> Work to complete:
Lines with the word "jersey" in them must be copied from the records below.
[Provided records Boundary: Start]
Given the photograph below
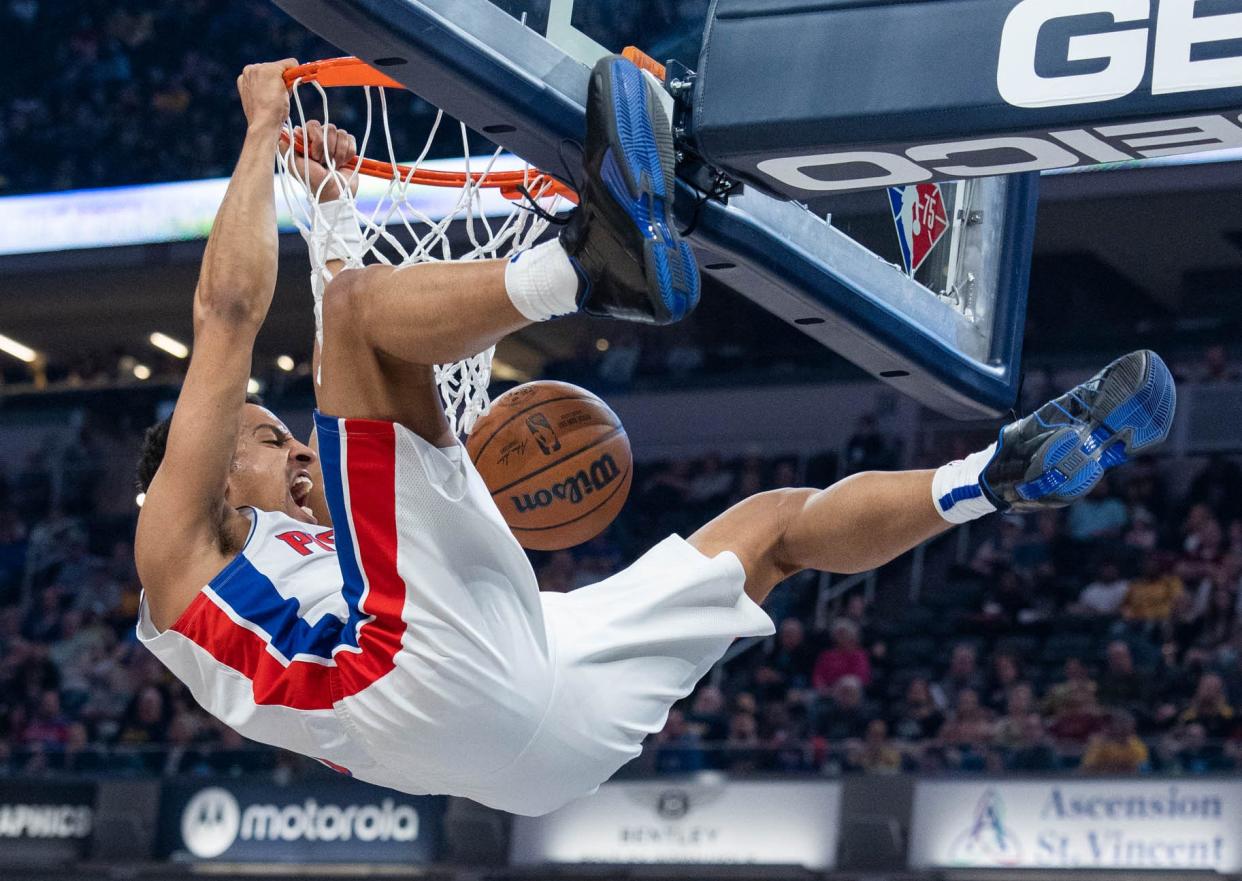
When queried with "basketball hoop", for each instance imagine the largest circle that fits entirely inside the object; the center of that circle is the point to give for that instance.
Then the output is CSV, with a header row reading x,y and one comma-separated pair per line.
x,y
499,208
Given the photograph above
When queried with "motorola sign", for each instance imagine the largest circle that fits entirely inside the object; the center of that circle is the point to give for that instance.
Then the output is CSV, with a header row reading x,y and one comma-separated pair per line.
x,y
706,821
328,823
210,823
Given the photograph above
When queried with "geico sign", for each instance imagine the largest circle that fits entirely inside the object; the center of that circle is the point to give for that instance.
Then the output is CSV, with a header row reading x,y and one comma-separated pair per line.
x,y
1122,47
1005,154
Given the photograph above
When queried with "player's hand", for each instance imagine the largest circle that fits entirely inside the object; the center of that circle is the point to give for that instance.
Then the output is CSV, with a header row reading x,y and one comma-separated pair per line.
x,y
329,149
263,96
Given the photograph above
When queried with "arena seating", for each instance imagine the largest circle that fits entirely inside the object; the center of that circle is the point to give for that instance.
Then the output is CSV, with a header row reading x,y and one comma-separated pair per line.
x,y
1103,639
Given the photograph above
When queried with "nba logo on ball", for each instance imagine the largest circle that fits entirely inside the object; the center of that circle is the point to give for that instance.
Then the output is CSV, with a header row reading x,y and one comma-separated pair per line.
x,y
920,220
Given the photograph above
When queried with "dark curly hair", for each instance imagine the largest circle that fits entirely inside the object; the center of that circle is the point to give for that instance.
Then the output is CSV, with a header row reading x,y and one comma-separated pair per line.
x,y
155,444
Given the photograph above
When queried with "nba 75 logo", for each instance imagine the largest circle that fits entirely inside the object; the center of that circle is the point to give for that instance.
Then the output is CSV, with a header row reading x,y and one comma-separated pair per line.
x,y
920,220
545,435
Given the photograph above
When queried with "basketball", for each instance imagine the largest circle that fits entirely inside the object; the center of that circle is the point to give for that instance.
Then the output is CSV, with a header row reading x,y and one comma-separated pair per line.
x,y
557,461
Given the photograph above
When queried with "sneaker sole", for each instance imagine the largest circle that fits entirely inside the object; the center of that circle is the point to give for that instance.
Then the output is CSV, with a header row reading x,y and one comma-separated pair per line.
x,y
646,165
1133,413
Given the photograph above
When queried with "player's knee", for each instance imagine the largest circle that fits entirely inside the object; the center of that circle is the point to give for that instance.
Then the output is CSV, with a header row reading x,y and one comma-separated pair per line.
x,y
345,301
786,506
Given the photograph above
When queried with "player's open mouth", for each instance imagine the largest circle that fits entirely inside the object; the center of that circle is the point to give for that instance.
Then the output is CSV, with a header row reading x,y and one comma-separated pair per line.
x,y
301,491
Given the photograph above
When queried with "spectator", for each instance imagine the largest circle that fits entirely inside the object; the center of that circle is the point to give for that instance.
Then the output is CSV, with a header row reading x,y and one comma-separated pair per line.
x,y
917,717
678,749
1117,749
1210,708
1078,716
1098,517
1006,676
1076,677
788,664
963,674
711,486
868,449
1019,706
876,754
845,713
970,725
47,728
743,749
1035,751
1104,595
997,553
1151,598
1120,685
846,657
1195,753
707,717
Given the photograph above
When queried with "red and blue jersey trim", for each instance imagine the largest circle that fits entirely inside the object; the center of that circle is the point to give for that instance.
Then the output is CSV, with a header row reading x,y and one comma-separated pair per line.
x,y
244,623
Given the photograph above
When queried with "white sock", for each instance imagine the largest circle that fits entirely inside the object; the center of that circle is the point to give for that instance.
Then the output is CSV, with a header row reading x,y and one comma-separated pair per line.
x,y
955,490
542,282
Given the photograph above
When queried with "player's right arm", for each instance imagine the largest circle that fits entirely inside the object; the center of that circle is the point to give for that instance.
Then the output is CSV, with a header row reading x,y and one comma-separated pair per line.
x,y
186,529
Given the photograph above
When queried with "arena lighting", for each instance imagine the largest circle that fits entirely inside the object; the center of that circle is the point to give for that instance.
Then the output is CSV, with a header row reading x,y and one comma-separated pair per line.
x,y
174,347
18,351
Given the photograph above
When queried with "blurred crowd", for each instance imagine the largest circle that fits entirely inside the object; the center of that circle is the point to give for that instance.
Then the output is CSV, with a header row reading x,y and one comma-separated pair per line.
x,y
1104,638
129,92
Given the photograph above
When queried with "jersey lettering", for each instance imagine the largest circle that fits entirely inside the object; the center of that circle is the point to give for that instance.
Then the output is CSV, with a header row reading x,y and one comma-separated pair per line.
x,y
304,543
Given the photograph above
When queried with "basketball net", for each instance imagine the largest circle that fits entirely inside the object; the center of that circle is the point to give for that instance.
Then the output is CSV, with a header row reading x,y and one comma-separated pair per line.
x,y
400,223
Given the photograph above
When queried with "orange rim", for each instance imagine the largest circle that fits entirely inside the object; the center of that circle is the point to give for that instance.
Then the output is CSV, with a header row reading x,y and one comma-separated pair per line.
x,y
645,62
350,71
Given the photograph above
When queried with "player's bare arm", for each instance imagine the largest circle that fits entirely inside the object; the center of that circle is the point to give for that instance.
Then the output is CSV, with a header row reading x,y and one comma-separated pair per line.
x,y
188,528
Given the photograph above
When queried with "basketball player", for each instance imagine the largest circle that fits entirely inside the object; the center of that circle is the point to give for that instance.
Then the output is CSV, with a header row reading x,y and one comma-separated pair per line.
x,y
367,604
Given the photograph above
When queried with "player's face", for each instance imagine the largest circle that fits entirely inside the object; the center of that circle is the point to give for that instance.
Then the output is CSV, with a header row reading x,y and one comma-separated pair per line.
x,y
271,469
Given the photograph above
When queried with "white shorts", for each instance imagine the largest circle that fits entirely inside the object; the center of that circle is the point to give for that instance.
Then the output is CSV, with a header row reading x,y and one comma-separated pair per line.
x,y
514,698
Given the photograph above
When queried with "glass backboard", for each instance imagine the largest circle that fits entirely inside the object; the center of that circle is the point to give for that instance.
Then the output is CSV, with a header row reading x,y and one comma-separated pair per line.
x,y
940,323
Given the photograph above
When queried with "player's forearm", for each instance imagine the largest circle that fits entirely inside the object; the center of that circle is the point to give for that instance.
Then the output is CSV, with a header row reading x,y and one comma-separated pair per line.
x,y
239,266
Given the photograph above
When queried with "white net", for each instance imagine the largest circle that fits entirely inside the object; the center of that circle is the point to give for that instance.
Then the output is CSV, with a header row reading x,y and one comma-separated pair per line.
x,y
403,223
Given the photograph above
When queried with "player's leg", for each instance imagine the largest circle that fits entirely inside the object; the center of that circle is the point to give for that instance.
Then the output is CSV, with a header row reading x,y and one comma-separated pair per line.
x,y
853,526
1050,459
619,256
[Provided records Boundary: End]
[Provided records Boundary: Start]
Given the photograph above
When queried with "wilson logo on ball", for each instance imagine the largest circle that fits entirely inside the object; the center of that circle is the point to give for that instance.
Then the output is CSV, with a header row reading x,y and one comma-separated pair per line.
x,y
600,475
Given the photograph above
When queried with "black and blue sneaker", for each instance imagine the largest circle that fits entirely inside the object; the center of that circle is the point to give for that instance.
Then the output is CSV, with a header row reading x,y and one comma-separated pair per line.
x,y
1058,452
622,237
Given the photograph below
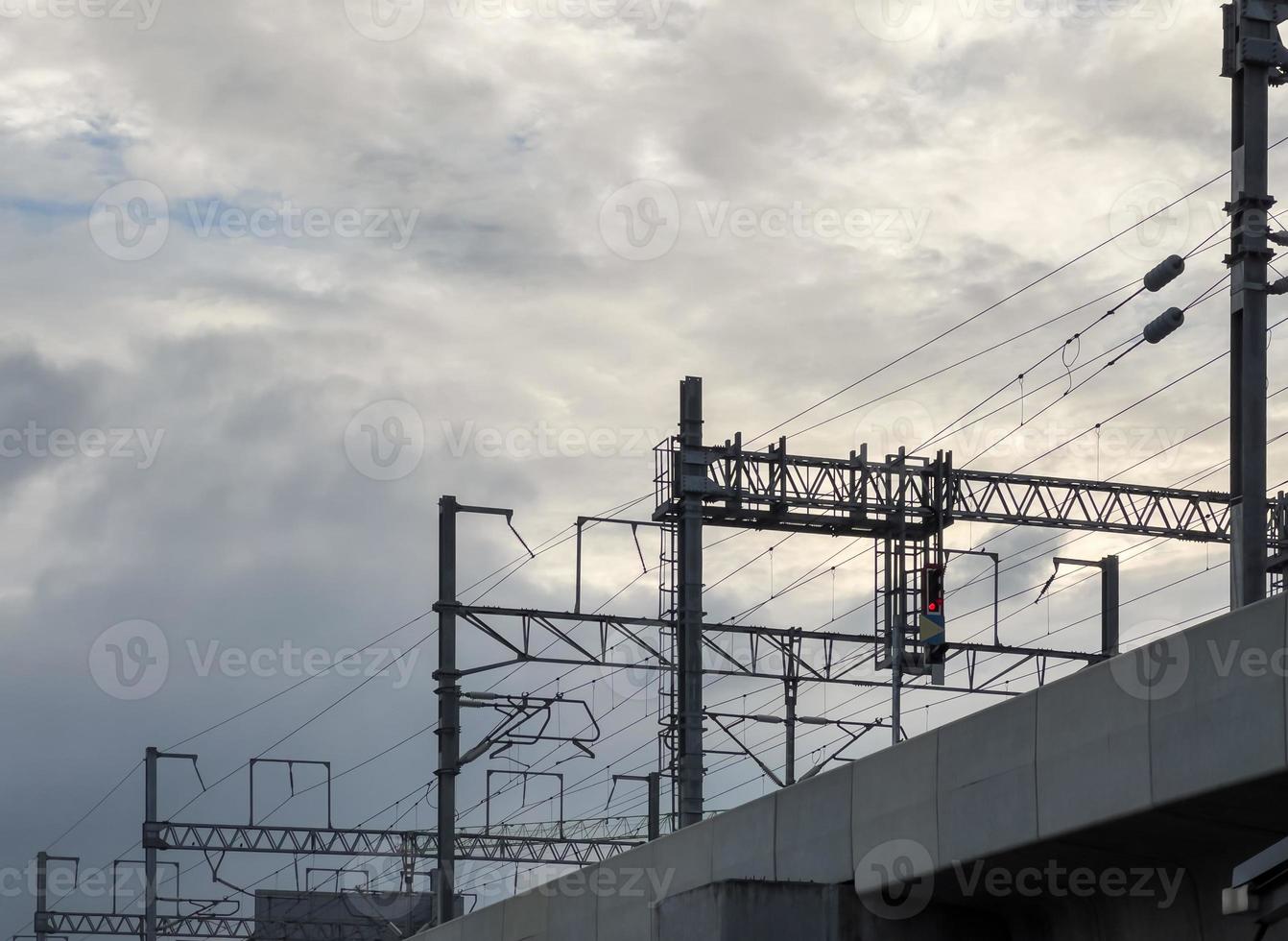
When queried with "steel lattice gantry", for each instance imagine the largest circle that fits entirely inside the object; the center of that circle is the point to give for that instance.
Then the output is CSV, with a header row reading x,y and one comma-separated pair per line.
[Provided records Boundary: End]
[Provided records Boundary: Start]
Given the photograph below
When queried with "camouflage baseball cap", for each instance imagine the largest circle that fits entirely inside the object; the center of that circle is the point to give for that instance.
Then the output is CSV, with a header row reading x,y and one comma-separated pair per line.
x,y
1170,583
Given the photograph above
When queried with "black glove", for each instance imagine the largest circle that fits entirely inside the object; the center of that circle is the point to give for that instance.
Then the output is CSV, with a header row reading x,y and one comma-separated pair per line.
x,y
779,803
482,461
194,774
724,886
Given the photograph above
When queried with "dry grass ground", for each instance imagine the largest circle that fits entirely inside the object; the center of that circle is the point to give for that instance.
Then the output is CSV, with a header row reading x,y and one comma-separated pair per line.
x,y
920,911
[Provided records Boundary: End]
> Result below:
When queried with "red and blue jersey trim", for each instance imagine the largest circle that fits entirely inside the object; the center of that circle is the point to give for that instance.
When queried with "jersey lettering", for each instance imagine the largest circle that fits entirely inside the object; the center of that circle is the point to give for that instance.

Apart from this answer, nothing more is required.